* WHAT TO WORK ON:
Print, please, the line that contains "Indicate every instance of the alloy" and each line after it to the end of the entries, unchanged and with nothing else.

++++++

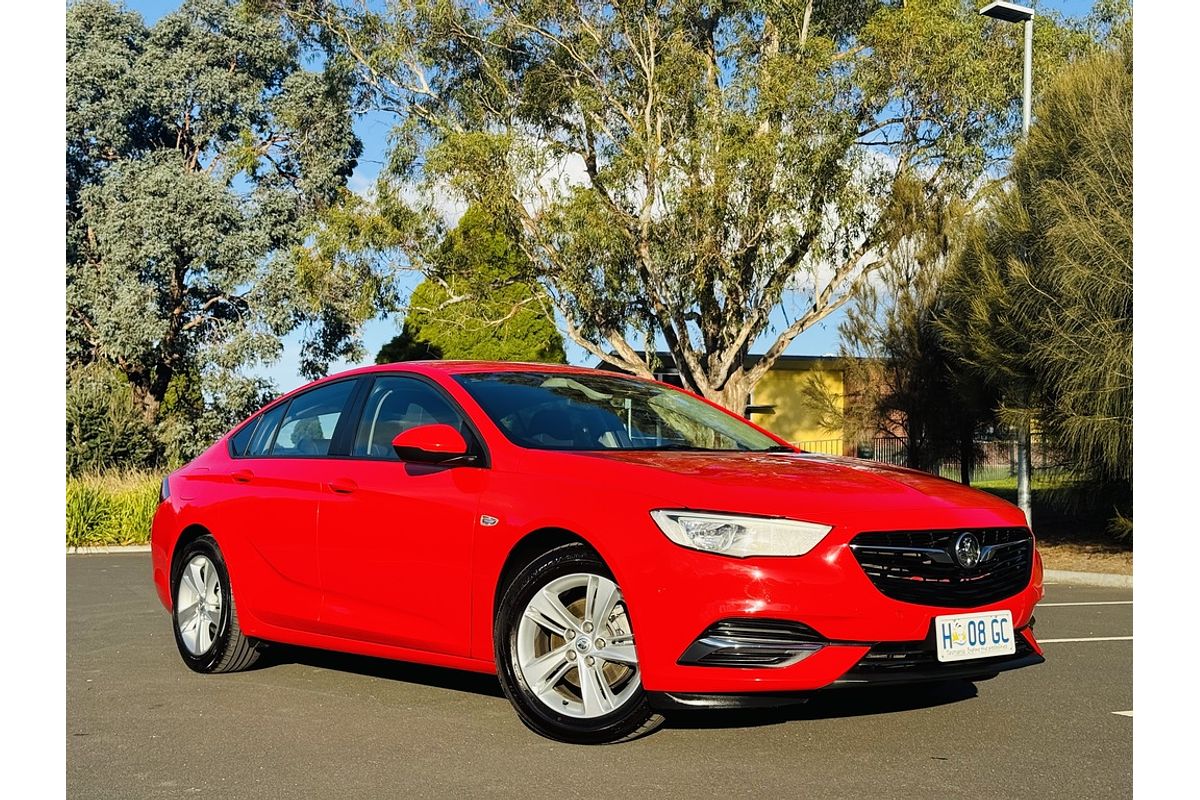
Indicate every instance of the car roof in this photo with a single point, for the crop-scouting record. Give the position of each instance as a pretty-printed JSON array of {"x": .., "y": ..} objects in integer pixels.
[{"x": 449, "y": 367}]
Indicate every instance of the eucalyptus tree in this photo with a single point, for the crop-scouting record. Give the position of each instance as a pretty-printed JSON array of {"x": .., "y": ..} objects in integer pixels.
[
  {"x": 479, "y": 301},
  {"x": 202, "y": 152},
  {"x": 1039, "y": 304},
  {"x": 688, "y": 169}
]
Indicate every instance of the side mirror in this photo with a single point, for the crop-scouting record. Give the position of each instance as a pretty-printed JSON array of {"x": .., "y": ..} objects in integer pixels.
[{"x": 432, "y": 444}]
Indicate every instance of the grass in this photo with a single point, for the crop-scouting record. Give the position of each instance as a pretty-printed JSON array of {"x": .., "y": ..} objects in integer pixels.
[
  {"x": 1062, "y": 516},
  {"x": 111, "y": 509}
]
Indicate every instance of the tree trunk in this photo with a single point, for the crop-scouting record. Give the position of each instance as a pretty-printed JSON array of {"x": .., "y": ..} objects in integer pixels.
[{"x": 966, "y": 456}]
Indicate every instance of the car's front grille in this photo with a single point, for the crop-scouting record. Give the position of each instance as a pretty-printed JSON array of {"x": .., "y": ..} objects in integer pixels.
[{"x": 921, "y": 566}]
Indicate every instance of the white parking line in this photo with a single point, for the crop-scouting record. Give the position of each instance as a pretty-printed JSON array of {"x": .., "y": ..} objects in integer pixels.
[{"x": 1097, "y": 602}]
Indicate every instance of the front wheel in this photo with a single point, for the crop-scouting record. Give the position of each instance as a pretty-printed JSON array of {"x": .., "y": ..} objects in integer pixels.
[{"x": 565, "y": 653}]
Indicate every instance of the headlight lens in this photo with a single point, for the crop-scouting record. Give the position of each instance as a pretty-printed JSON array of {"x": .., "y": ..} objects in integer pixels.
[{"x": 739, "y": 536}]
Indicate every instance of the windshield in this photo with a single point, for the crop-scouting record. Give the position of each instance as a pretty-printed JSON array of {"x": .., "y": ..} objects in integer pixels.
[{"x": 549, "y": 410}]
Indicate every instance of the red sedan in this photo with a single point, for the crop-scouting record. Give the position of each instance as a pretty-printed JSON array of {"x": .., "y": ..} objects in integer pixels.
[{"x": 612, "y": 548}]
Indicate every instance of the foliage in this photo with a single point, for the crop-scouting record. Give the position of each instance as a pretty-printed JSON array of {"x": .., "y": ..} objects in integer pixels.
[
  {"x": 201, "y": 154},
  {"x": 106, "y": 426},
  {"x": 407, "y": 346},
  {"x": 508, "y": 316},
  {"x": 683, "y": 168},
  {"x": 111, "y": 509},
  {"x": 1041, "y": 301}
]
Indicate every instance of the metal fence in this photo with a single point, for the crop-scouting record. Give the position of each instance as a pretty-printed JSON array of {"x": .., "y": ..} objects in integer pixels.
[{"x": 995, "y": 458}]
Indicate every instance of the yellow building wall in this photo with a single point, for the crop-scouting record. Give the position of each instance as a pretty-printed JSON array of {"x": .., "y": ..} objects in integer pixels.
[{"x": 784, "y": 389}]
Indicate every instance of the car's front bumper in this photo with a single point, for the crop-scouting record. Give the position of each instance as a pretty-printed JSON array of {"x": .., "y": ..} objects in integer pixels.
[{"x": 826, "y": 591}]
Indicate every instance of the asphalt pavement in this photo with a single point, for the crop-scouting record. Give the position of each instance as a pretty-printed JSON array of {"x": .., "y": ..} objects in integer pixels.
[{"x": 319, "y": 725}]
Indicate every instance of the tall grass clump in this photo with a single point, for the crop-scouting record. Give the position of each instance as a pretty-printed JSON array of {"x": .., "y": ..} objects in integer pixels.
[{"x": 111, "y": 507}]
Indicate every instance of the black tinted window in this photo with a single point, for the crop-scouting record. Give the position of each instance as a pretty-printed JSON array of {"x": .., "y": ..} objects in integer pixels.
[
  {"x": 396, "y": 404},
  {"x": 261, "y": 441},
  {"x": 240, "y": 439},
  {"x": 597, "y": 411},
  {"x": 311, "y": 421}
]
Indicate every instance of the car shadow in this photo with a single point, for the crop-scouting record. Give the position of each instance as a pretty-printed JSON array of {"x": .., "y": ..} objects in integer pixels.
[
  {"x": 851, "y": 702},
  {"x": 457, "y": 680},
  {"x": 832, "y": 704}
]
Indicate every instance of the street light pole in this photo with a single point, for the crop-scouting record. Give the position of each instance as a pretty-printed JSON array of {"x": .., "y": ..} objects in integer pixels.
[
  {"x": 1011, "y": 12},
  {"x": 1027, "y": 89}
]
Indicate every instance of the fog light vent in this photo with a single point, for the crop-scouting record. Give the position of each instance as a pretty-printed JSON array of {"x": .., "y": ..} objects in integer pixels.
[{"x": 753, "y": 643}]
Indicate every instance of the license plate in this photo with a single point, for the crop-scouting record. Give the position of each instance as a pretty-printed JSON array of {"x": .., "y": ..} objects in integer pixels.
[{"x": 975, "y": 636}]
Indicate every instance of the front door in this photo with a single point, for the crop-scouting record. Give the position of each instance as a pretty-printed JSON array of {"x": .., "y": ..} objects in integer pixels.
[{"x": 395, "y": 539}]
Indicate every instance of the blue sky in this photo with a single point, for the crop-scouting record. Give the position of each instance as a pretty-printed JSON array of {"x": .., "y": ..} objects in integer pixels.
[{"x": 372, "y": 130}]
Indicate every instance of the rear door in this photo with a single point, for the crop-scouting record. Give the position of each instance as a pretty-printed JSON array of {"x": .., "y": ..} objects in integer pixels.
[
  {"x": 396, "y": 539},
  {"x": 277, "y": 476}
]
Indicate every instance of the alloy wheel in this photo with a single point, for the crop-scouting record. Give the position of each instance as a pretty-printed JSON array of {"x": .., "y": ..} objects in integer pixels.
[
  {"x": 575, "y": 647},
  {"x": 198, "y": 605}
]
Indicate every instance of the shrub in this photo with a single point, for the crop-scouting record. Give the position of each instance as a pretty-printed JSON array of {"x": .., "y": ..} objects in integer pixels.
[
  {"x": 106, "y": 428},
  {"x": 111, "y": 509}
]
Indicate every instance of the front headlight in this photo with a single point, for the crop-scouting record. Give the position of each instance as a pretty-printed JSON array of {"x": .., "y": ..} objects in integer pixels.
[{"x": 739, "y": 536}]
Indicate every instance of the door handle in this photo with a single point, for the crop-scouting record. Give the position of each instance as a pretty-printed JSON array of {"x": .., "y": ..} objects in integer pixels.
[{"x": 343, "y": 485}]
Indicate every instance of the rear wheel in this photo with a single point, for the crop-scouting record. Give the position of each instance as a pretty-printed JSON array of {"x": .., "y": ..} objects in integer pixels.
[
  {"x": 565, "y": 653},
  {"x": 205, "y": 615}
]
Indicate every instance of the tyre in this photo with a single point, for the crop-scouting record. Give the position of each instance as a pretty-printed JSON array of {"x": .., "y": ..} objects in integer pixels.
[
  {"x": 565, "y": 654},
  {"x": 205, "y": 615}
]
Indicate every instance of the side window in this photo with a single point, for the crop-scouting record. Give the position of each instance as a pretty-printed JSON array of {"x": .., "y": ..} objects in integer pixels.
[
  {"x": 240, "y": 439},
  {"x": 261, "y": 443},
  {"x": 311, "y": 421},
  {"x": 396, "y": 404}
]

++++++

* SOLVED EXERCISE:
Indicate every instance of the alloy wheel in this photo with a single point, for the crop-scouting record. Give the position of each instance as a pretty-printed JSON array of {"x": .., "y": ..} objects in integer pixels.
[
  {"x": 575, "y": 647},
  {"x": 198, "y": 605}
]
Indicate every instance of the shrub in this photo with a single point, for the crop-scouting record. Give the position of each instance as a pretty-printed JSON array of {"x": .., "y": ..} objects in integer pixels.
[
  {"x": 106, "y": 428},
  {"x": 111, "y": 509}
]
Indicate every instance of the front headlight in this photo with a single point, for the crop-scouting record. Give the position of each instance as a pretty-printed JSON array of {"x": .., "y": ..} objects in integer pixels.
[{"x": 739, "y": 536}]
Indicate every instance of the door handle in this photo with a single point, for the crop-scouting record. Give the position of each instance as a pretty-printed JSON array of {"x": .., "y": ..} objects in integer pixels.
[{"x": 343, "y": 485}]
Indicate every instance of the rear wheel in this photo with a single point, for the crop-scouting record. Give the position of each instance as a pretty-printed JSON array of {"x": .., "y": ..} objects in integer pixels.
[
  {"x": 565, "y": 653},
  {"x": 205, "y": 615}
]
Indicate every instance of the tyre in this photo with a single point, for the crop-scouting record. Give the position of each instance as a pretty-printed JSON array of {"x": .., "y": ..} objects in integer pixels.
[
  {"x": 565, "y": 654},
  {"x": 205, "y": 615}
]
Indicate every instance of the side window in this photo with a single point, for the crop-scouting record. Give the position of each instance as a pretty-printed JSON array of {"x": .., "y": ..} objects in integer pixels.
[
  {"x": 240, "y": 439},
  {"x": 261, "y": 443},
  {"x": 311, "y": 421},
  {"x": 396, "y": 404}
]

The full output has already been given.